DATA EXCERPTS:

** begin **

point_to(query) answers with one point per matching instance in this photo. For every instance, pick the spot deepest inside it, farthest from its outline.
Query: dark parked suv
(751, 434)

** end **
** begin **

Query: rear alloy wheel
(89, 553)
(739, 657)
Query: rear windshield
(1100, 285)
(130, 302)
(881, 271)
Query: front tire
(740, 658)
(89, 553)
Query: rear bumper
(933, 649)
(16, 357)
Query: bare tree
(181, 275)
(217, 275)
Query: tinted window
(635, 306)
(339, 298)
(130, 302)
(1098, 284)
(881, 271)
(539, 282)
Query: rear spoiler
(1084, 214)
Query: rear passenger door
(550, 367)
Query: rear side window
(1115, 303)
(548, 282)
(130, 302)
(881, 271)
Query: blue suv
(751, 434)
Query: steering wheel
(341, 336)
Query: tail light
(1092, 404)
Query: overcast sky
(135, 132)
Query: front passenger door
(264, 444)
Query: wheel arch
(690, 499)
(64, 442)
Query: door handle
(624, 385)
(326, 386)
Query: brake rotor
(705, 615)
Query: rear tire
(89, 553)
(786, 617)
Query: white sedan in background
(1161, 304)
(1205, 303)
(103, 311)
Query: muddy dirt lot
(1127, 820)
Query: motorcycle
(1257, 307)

** end **

EXERCISE DESCRIPTION: Copy out, without any change, the lines of the entries running from the line with "Query: brake rotor" to the line with "(1257, 307)", both included.

FULL OUTPUT:
Query: brake rotor
(705, 615)
Query: rear tire
(89, 553)
(786, 617)
Query: white sedan in background
(1161, 304)
(1205, 303)
(103, 311)
Query: muddy dirt lot
(1127, 820)
Query: motorcycle
(1257, 307)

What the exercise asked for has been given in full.